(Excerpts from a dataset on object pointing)
"""

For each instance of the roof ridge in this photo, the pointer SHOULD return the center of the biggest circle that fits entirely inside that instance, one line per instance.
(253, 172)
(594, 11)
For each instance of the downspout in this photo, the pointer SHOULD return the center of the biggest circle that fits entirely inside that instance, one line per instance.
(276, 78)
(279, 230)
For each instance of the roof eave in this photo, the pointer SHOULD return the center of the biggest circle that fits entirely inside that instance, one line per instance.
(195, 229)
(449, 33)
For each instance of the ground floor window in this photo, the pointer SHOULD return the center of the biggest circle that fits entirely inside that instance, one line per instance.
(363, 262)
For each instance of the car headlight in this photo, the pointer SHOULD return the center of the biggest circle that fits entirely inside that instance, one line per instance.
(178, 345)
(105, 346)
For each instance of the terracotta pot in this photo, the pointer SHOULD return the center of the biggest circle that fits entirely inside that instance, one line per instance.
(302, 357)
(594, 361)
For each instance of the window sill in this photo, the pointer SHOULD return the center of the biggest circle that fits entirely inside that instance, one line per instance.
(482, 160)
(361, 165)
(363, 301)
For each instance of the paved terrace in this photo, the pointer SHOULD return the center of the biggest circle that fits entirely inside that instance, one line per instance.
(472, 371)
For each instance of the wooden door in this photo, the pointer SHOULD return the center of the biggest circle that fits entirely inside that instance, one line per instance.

"""

__Problem statement__. Format all of the records above as a single numbered list, one line per item, omitting any blank lines.

__Expected output__.
1. For each instance of the roof ridge in this photo, the pointer SHOULD return the center of the biggest circle that fits entirely inside that instance, one line per instance.
2. (253, 172)
3. (594, 11)
4. For each instance of the downspout in this photo, the pointer SHOULD return the center of the biggest circle that fits entirely inside that instance, one line per instance.
5. (276, 78)
6. (279, 230)
7. For each instance of the roof eave in this photo, the pointer SHOULD return the center of the biggest circle that fits entirely inside that instance, one line per instance.
8. (195, 229)
9. (449, 33)
10. For each instance of the ground floor window in this photo, the pointer SHOULD return the center of the biggest circle that fits entirely inside that instance, one line per instance.
11. (363, 262)
12. For each instance of the car headlight in this photo, the pointer SHOULD return the center of the biggest circle that fits entirely inside that instance, one line per instance.
13. (178, 345)
14. (105, 346)
15. For each instance of the terracotta pot in this photo, the pointer SHOULD return the center of the biggest circle that fits entirely inside that instance, one line per instance.
16. (302, 357)
17. (594, 361)
18. For each instance of the window sill in this photo, the pointer SHOULD return the center of the biggest circle that fits entirely inside that instance, one line per instance.
19. (482, 160)
20. (361, 165)
21. (363, 301)
22. For each instance of the paved terrace in this photo, the pointer SHOULD return the center of the biggest circle that fits entirely inside that instance, one line per instance.
23. (472, 371)
24. For each instance of the wooden door in this photo, the pointer SHOULD return the center of the biggest circle that fits entirely inside that instance, one line per instance.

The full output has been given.